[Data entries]
-.-.-
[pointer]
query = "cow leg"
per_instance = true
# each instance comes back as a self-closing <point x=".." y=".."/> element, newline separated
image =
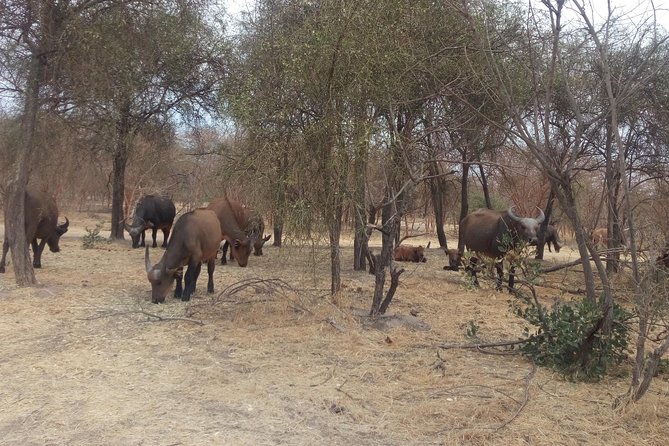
<point x="471" y="269"/>
<point x="500" y="275"/>
<point x="211" y="265"/>
<point x="37" y="252"/>
<point x="512" y="278"/>
<point x="5" y="248"/>
<point x="224" y="257"/>
<point x="191" y="278"/>
<point x="178" y="291"/>
<point x="166" y="235"/>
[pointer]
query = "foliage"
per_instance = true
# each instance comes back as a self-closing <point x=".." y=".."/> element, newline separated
<point x="568" y="338"/>
<point x="93" y="237"/>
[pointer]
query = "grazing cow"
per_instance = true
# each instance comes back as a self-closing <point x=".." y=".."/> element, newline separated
<point x="409" y="253"/>
<point x="553" y="237"/>
<point x="151" y="212"/>
<point x="231" y="230"/>
<point x="493" y="233"/>
<point x="41" y="222"/>
<point x="195" y="239"/>
<point x="600" y="237"/>
<point x="454" y="259"/>
<point x="253" y="225"/>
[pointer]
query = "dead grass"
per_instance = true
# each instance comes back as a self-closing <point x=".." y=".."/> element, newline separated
<point x="268" y="359"/>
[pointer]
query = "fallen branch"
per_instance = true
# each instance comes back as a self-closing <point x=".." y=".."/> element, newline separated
<point x="484" y="345"/>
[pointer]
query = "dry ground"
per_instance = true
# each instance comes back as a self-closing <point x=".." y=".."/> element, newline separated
<point x="87" y="359"/>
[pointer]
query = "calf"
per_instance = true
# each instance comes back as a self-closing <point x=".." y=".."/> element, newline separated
<point x="408" y="253"/>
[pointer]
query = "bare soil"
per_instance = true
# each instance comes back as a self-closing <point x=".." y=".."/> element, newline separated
<point x="271" y="359"/>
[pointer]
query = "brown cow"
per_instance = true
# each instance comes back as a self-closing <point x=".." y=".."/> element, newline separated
<point x="41" y="222"/>
<point x="229" y="216"/>
<point x="253" y="225"/>
<point x="493" y="233"/>
<point x="196" y="237"/>
<point x="409" y="253"/>
<point x="151" y="212"/>
<point x="553" y="238"/>
<point x="600" y="237"/>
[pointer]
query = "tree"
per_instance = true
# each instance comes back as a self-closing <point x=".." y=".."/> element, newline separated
<point x="147" y="65"/>
<point x="34" y="40"/>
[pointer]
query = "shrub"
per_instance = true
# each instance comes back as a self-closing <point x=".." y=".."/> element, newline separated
<point x="568" y="338"/>
<point x="93" y="237"/>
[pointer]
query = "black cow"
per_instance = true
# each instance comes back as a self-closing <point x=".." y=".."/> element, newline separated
<point x="196" y="238"/>
<point x="153" y="213"/>
<point x="493" y="233"/>
<point x="253" y="225"/>
<point x="41" y="222"/>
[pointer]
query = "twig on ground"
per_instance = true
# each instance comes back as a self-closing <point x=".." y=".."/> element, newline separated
<point x="483" y="345"/>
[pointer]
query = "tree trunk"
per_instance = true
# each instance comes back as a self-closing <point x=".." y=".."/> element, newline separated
<point x="118" y="193"/>
<point x="278" y="230"/>
<point x="15" y="231"/>
<point x="464" y="197"/>
<point x="360" y="239"/>
<point x="390" y="223"/>
<point x="437" y="193"/>
<point x="486" y="189"/>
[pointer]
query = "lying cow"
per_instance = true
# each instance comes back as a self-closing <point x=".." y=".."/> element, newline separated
<point x="195" y="239"/>
<point x="41" y="222"/>
<point x="409" y="253"/>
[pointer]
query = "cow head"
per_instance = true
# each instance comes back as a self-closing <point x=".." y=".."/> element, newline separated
<point x="241" y="249"/>
<point x="454" y="259"/>
<point x="135" y="231"/>
<point x="258" y="244"/>
<point x="527" y="228"/>
<point x="54" y="238"/>
<point x="160" y="277"/>
<point x="420" y="254"/>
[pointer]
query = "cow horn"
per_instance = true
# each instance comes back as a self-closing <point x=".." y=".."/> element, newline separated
<point x="513" y="215"/>
<point x="147" y="260"/>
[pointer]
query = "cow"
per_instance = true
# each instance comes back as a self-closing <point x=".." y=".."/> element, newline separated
<point x="409" y="253"/>
<point x="552" y="237"/>
<point x="195" y="239"/>
<point x="454" y="259"/>
<point x="152" y="212"/>
<point x="253" y="225"/>
<point x="494" y="233"/>
<point x="41" y="222"/>
<point x="600" y="237"/>
<point x="231" y="231"/>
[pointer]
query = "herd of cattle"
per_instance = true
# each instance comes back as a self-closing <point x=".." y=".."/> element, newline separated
<point x="197" y="236"/>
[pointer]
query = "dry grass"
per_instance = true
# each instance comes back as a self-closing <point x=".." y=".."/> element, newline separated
<point x="87" y="359"/>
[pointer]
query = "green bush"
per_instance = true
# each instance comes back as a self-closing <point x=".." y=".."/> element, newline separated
<point x="93" y="237"/>
<point x="568" y="339"/>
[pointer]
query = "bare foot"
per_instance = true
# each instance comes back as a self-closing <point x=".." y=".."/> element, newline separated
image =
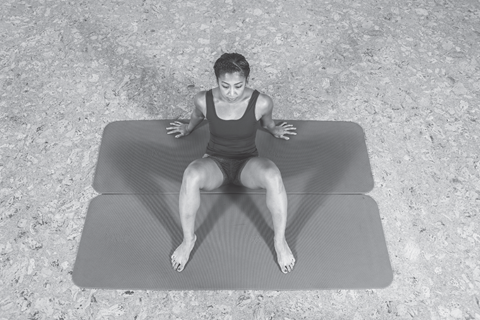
<point x="285" y="258"/>
<point x="181" y="254"/>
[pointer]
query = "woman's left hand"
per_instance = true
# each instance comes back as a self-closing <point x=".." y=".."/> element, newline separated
<point x="282" y="130"/>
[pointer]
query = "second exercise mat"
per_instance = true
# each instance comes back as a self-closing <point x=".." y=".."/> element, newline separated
<point x="337" y="240"/>
<point x="324" y="157"/>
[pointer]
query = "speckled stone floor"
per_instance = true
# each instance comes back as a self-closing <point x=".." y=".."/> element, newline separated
<point x="407" y="71"/>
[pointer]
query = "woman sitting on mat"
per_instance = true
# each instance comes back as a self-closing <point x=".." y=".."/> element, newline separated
<point x="232" y="110"/>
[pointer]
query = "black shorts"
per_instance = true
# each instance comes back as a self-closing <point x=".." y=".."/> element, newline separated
<point x="231" y="168"/>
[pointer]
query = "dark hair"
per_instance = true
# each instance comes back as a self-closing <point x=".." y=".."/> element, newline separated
<point x="231" y="63"/>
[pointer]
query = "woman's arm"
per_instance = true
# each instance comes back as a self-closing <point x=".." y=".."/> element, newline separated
<point x="265" y="103"/>
<point x="198" y="114"/>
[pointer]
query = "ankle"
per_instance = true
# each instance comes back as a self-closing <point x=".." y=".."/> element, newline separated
<point x="279" y="240"/>
<point x="190" y="238"/>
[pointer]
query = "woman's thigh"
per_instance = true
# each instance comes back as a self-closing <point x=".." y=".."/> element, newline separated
<point x="206" y="172"/>
<point x="259" y="173"/>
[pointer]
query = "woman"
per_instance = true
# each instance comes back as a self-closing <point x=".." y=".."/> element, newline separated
<point x="233" y="111"/>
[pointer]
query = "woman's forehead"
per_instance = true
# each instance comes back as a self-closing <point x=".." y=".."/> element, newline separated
<point x="232" y="78"/>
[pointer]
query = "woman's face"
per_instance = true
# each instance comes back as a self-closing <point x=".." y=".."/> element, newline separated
<point x="232" y="86"/>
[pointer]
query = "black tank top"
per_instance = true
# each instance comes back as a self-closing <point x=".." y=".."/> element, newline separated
<point x="233" y="139"/>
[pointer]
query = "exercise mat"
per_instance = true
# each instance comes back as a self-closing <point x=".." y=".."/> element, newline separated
<point x="138" y="157"/>
<point x="337" y="240"/>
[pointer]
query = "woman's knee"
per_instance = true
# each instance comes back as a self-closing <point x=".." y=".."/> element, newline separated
<point x="272" y="177"/>
<point x="193" y="175"/>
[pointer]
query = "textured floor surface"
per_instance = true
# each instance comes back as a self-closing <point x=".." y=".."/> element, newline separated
<point x="407" y="71"/>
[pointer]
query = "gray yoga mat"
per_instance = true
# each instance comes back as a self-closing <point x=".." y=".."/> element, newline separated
<point x="138" y="157"/>
<point x="337" y="240"/>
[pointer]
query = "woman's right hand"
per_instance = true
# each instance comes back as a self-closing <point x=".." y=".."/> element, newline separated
<point x="178" y="127"/>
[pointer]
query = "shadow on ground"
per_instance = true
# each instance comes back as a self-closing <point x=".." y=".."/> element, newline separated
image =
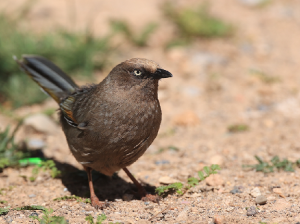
<point x="106" y="188"/>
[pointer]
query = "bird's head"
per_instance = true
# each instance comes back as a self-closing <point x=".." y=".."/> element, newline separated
<point x="139" y="70"/>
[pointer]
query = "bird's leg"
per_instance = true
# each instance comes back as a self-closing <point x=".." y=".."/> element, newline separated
<point x="94" y="199"/>
<point x="141" y="190"/>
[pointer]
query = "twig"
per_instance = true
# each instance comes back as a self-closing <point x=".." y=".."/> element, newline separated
<point x="167" y="208"/>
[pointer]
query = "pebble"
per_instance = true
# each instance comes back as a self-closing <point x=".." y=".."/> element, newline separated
<point x="127" y="197"/>
<point x="35" y="144"/>
<point x="34" y="214"/>
<point x="279" y="192"/>
<point x="251" y="211"/>
<point x="187" y="118"/>
<point x="167" y="180"/>
<point x="162" y="162"/>
<point x="8" y="219"/>
<point x="219" y="219"/>
<point x="217" y="159"/>
<point x="215" y="180"/>
<point x="252" y="2"/>
<point x="255" y="192"/>
<point x="183" y="215"/>
<point x="41" y="123"/>
<point x="149" y="207"/>
<point x="236" y="190"/>
<point x="261" y="200"/>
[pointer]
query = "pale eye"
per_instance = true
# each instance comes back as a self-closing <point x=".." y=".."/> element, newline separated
<point x="137" y="72"/>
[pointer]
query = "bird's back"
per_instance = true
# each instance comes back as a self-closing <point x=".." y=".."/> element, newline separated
<point x="120" y="126"/>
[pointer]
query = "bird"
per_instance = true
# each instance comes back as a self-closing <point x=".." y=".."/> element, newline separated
<point x="109" y="125"/>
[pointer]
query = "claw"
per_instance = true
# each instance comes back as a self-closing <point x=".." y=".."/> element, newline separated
<point x="97" y="204"/>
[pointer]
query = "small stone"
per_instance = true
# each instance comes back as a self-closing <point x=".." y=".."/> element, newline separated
<point x="127" y="197"/>
<point x="41" y="123"/>
<point x="35" y="144"/>
<point x="187" y="118"/>
<point x="149" y="207"/>
<point x="183" y="216"/>
<point x="255" y="192"/>
<point x="8" y="219"/>
<point x="279" y="192"/>
<point x="252" y="2"/>
<point x="162" y="162"/>
<point x="261" y="200"/>
<point x="251" y="211"/>
<point x="217" y="159"/>
<point x="167" y="180"/>
<point x="215" y="180"/>
<point x="219" y="219"/>
<point x="34" y="214"/>
<point x="236" y="190"/>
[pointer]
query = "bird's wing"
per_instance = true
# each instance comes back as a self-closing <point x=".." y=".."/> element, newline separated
<point x="66" y="108"/>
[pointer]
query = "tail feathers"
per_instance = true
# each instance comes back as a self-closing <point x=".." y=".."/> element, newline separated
<point x="48" y="76"/>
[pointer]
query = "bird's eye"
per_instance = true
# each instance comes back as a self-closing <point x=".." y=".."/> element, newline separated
<point x="137" y="72"/>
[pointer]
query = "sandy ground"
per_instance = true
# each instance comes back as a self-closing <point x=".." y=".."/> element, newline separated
<point x="213" y="87"/>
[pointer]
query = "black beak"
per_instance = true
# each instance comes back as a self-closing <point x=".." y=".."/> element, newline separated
<point x="161" y="73"/>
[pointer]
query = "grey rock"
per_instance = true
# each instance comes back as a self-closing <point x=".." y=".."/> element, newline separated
<point x="127" y="197"/>
<point x="8" y="219"/>
<point x="252" y="2"/>
<point x="251" y="211"/>
<point x="261" y="200"/>
<point x="161" y="162"/>
<point x="34" y="214"/>
<point x="236" y="190"/>
<point x="41" y="123"/>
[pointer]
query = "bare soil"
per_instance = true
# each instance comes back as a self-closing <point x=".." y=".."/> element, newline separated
<point x="213" y="87"/>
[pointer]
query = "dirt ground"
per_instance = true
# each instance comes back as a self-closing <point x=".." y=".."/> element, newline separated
<point x="214" y="86"/>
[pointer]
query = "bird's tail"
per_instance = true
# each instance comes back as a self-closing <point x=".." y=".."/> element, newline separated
<point x="48" y="76"/>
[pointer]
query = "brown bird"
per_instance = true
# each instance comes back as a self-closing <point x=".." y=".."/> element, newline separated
<point x="108" y="126"/>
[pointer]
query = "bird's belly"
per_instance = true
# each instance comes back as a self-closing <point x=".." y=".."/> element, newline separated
<point x="117" y="145"/>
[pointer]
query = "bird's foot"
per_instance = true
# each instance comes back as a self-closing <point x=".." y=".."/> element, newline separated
<point x="97" y="204"/>
<point x="150" y="197"/>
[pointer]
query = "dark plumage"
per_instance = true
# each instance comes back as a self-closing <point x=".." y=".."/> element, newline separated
<point x="110" y="125"/>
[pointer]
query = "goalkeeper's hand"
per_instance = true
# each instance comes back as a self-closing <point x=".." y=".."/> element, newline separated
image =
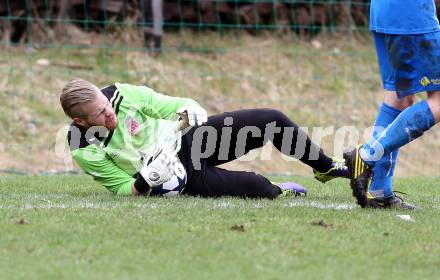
<point x="158" y="167"/>
<point x="196" y="115"/>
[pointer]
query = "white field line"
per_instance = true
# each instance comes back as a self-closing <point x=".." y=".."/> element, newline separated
<point x="302" y="203"/>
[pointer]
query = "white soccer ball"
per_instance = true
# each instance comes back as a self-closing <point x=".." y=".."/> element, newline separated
<point x="174" y="186"/>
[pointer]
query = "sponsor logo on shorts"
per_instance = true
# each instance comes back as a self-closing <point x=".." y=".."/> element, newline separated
<point x="132" y="126"/>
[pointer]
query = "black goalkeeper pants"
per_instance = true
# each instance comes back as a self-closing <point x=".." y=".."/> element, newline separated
<point x="221" y="140"/>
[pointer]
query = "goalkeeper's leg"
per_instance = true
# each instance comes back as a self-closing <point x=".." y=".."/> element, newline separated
<point x="218" y="182"/>
<point x="270" y="125"/>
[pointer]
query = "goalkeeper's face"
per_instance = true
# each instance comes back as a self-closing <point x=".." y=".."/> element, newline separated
<point x="98" y="112"/>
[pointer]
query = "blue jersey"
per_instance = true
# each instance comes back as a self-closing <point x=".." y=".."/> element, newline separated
<point x="403" y="16"/>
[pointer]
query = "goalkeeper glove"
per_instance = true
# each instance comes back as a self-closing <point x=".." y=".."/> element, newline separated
<point x="158" y="167"/>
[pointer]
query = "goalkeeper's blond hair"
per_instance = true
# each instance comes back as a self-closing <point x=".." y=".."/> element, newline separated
<point x="75" y="94"/>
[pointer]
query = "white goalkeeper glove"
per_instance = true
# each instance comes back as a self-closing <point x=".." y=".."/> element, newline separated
<point x="158" y="167"/>
<point x="196" y="115"/>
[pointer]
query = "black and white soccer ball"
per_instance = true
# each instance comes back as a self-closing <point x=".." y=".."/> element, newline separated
<point x="174" y="186"/>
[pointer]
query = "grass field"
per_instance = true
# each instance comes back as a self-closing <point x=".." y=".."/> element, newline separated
<point x="67" y="227"/>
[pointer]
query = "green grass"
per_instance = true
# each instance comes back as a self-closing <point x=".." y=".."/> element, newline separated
<point x="73" y="229"/>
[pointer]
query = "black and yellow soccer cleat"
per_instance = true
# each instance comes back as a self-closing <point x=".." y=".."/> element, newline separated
<point x="338" y="170"/>
<point x="393" y="201"/>
<point x="360" y="174"/>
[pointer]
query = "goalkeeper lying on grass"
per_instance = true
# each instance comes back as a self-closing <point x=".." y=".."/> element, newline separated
<point x="128" y="139"/>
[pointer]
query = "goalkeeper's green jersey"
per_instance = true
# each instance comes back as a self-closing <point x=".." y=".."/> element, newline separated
<point x="145" y="118"/>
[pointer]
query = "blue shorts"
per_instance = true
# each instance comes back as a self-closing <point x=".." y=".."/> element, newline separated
<point x="409" y="63"/>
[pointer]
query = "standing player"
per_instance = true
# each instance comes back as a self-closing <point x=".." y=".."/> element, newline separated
<point x="407" y="38"/>
<point x="115" y="127"/>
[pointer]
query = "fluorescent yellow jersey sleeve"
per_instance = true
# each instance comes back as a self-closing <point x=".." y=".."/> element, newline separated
<point x="145" y="118"/>
<point x="103" y="170"/>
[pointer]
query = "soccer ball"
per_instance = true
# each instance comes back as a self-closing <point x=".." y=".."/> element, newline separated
<point x="174" y="186"/>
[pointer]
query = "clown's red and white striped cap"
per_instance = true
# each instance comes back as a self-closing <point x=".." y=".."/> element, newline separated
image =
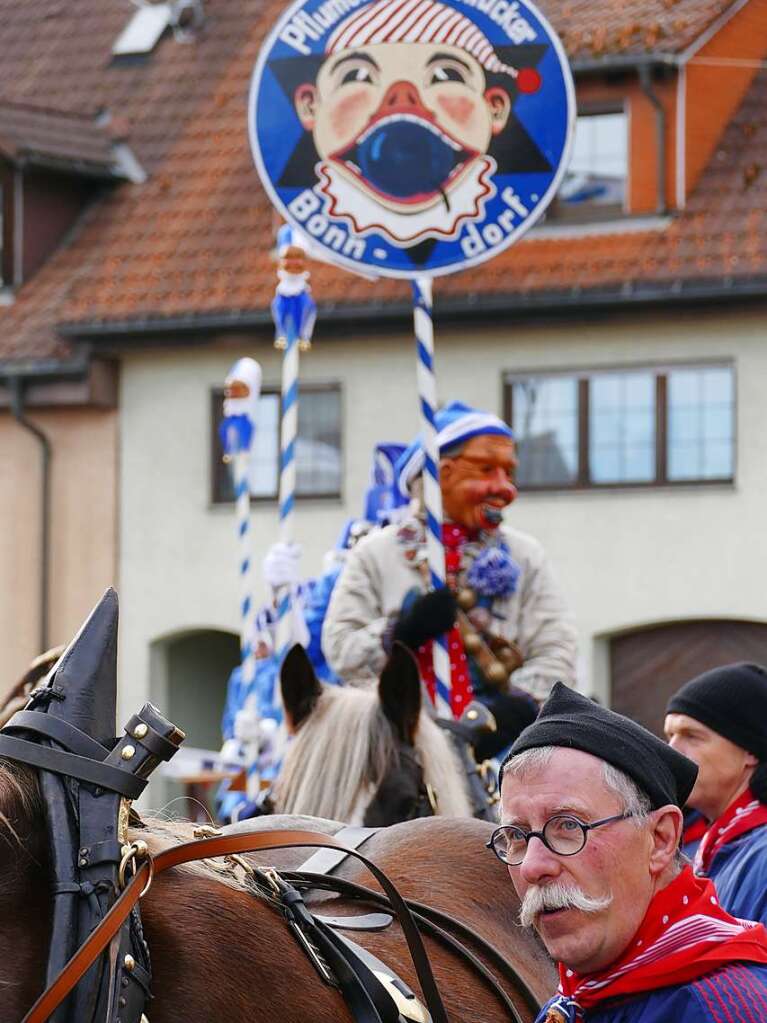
<point x="415" y="21"/>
-.-.-
Return every line in the records that contains the string "woman". Case matters.

THE ANSWER
query = "woman's left hand"
query = "woman sitting on mat"
query = "woman's arm"
query = "woman's thigh"
query = "woman"
query = "woman's forehead"
query = "woman's face"
query = "woman's knee"
query = "woman's right hand"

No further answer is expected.